++++ PROVIDED TEXT

An infection control nurse is a highly trained registered nurse (preferably with a strong science/biology background) that uses their knowledge and training to teach health care facilities and organizations on how to reduce the spread of infections, diseases and spreadable bacteria.
These nurses research common and new bacteria and viruses, and find ways to quickly identify, quarantine and prevent further infections or possible outbreaks.
Information is collected and analyzed through existing research data, laboratory research, data collected from infected populations and cutting edge technology as well as through other forms of data collection and analysis.
Infection control nurses use this data to educate nurses and other health care professionals on proper sanitary practices, the importance of wearing and using protective clothing and work equipment and educate health care professionals on how to follow appropriate patient health care standards.
To further improve the cleanliness and sanitary practices of the hospitals and/or health care centers they work with/for infection control nurses may also create programs and design infection control plans that a particular health care facility can follow in order to ensure that they are following the best health care practices for their patients and employees.
In the event of a possible breakout these nurses will alert local health care centers as well as the local center for disease control in order to contain the spread and help with the administration of antibiotics and other infection control medications.
To protect patients from possible sicknesses caused by a particular hospital or health care center infection control nurses may operate on the premises of a health care facility in order to evaluate and improve their health care standards and ensure that the patient receives the best health care possible in a clean and sanitary environment.

++++++++
++++ DATA UNDER STUDY

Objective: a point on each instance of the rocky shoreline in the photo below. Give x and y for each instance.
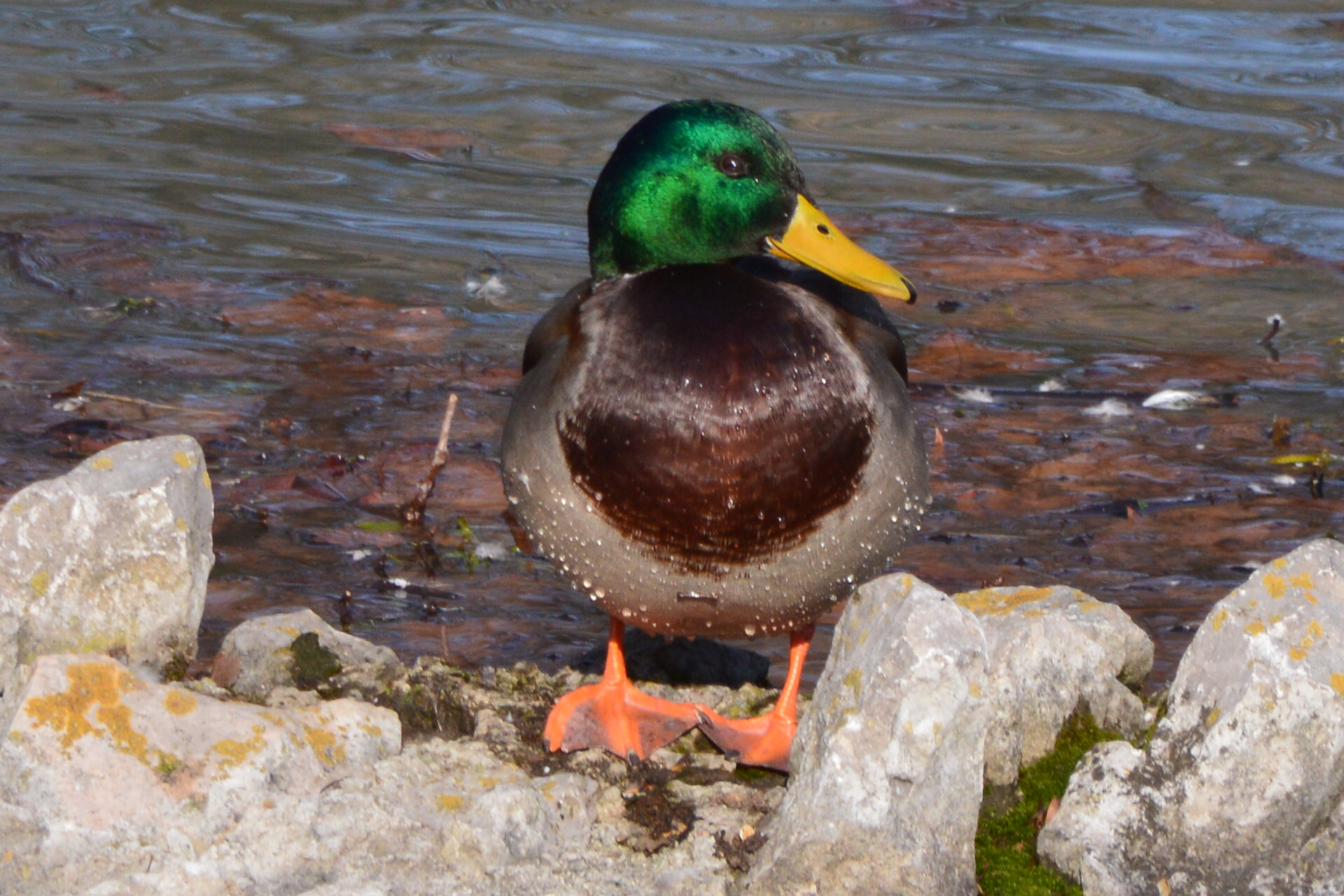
(314, 762)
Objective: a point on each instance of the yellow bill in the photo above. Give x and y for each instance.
(813, 241)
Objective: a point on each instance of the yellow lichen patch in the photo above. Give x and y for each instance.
(324, 746)
(854, 681)
(124, 738)
(997, 602)
(90, 682)
(235, 751)
(179, 703)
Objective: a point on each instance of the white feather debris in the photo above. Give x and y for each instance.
(1110, 407)
(977, 396)
(1175, 399)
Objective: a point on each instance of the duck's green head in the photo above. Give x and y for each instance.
(704, 182)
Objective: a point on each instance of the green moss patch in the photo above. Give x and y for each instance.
(314, 664)
(1006, 841)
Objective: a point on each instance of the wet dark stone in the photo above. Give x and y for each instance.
(683, 662)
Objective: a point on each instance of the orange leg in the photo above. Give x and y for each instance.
(764, 741)
(615, 715)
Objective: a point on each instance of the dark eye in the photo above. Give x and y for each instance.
(734, 166)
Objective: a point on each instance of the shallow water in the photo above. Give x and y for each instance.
(344, 211)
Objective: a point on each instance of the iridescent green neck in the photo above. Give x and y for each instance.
(694, 182)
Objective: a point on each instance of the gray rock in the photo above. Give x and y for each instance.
(257, 656)
(1054, 652)
(164, 789)
(1240, 790)
(112, 556)
(886, 783)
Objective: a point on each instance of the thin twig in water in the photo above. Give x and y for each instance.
(140, 402)
(413, 514)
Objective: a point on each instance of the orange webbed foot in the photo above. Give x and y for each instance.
(615, 713)
(764, 741)
(617, 716)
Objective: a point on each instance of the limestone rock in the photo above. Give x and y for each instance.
(886, 780)
(260, 654)
(1240, 790)
(441, 816)
(113, 555)
(1054, 652)
(116, 766)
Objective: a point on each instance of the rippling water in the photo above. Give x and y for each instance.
(435, 162)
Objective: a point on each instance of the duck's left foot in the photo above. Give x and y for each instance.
(615, 715)
(764, 741)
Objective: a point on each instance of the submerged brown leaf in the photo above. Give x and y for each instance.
(981, 254)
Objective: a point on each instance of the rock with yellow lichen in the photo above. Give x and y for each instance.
(1240, 790)
(886, 782)
(113, 556)
(1053, 653)
(94, 755)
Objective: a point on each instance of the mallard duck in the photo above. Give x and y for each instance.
(708, 441)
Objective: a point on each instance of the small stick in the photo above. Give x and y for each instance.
(143, 403)
(1276, 323)
(413, 514)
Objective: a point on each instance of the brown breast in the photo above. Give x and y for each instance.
(721, 416)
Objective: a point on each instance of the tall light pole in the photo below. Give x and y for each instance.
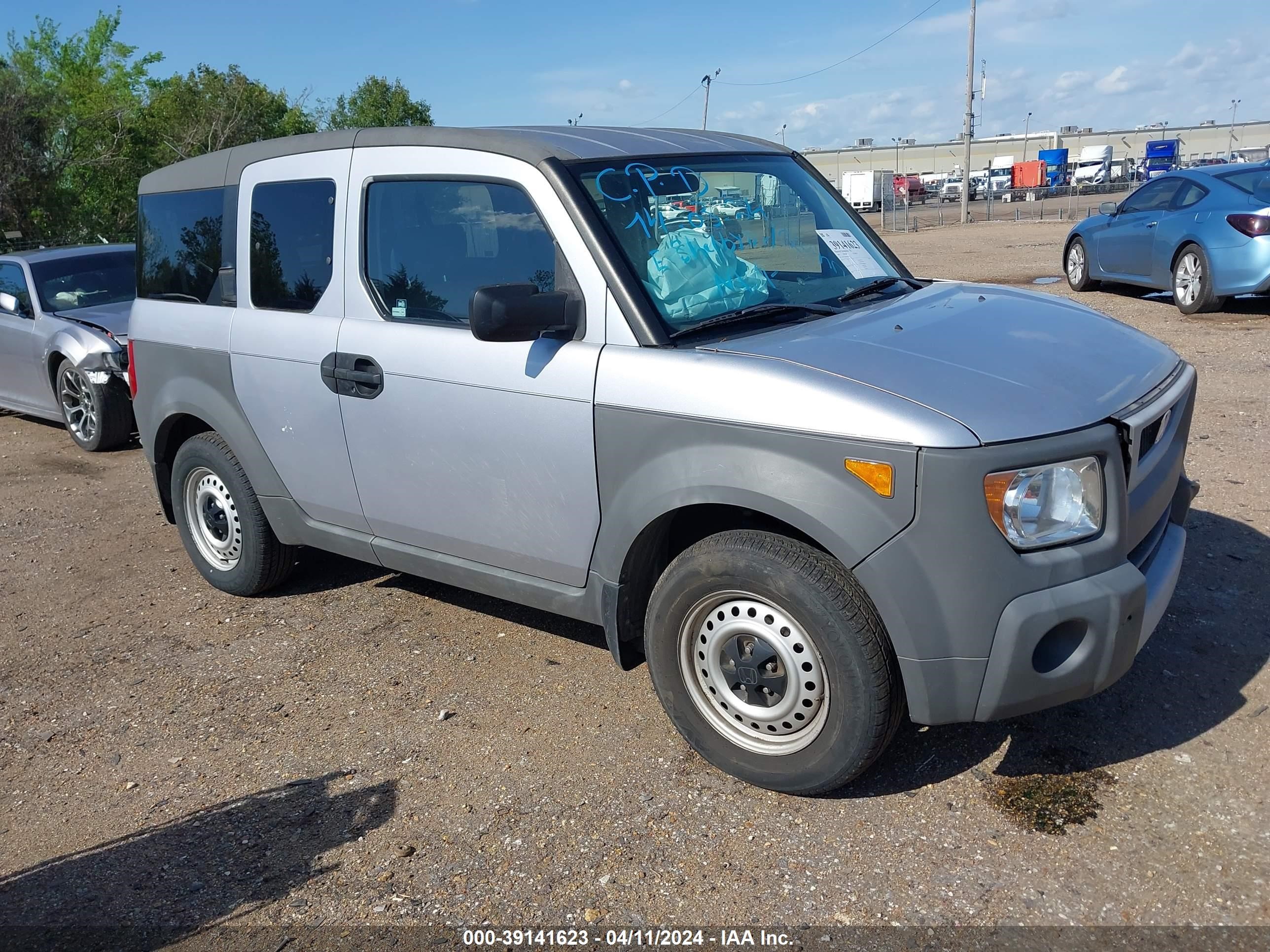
(1230, 142)
(969, 121)
(706, 80)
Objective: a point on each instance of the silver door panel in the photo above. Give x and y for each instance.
(276, 357)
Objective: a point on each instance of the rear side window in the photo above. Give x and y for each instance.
(1255, 182)
(179, 244)
(431, 244)
(292, 238)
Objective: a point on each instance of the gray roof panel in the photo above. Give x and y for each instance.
(534, 144)
(50, 254)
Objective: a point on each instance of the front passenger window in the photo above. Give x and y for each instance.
(1152, 197)
(14, 282)
(431, 244)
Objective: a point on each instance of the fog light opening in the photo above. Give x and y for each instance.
(1058, 645)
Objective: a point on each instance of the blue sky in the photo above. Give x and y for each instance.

++++++++

== WORK REQUEST A ==
Which specific sources does the passage on infection control nurses name for collecting and analyzing information, apart from "other forms of data collection and analysis"?
== WORK REQUEST B ==
Write the next part of the passage on infection control nurses, starting after its final sentence.

== ANSWER SECTION A ==
- Existing research data
- Laboratory research
- Data collected from infected populations
- Cutting edge technology

== ANSWER SECTION B ==
Organizations interested in hiring infection control nurses often look for existing registered nurses with a background in antibiotics, epidemiology and microbiology with a good understanding of infectious diseases.
Potential nurses should have a decent understanding of common diseases and disease prevention methods and be experienced in proper chemical disinfection and sterilization practices.
They should also be comfortable with communicating to large groups and be able to educate and teach other health care professionals on how to improve their health care standards through better sanitary and medical safety practices.
Nurses who are interested in working as infection control nurses may find job opportunities through hospitals, health care centers and a number of different state and government agencies dedicated to improving the health care of the country and residing states.
An effective infection control nurse is an important asset within the health care center as their knowledge and experience can be used to save the lives of millions of people through the identification of diseases and the application of effective preventative measures, which can significantly reduce the risk of spreading bacteria, viruses and other disease agents within a country’s health care facilities, organizations and communities.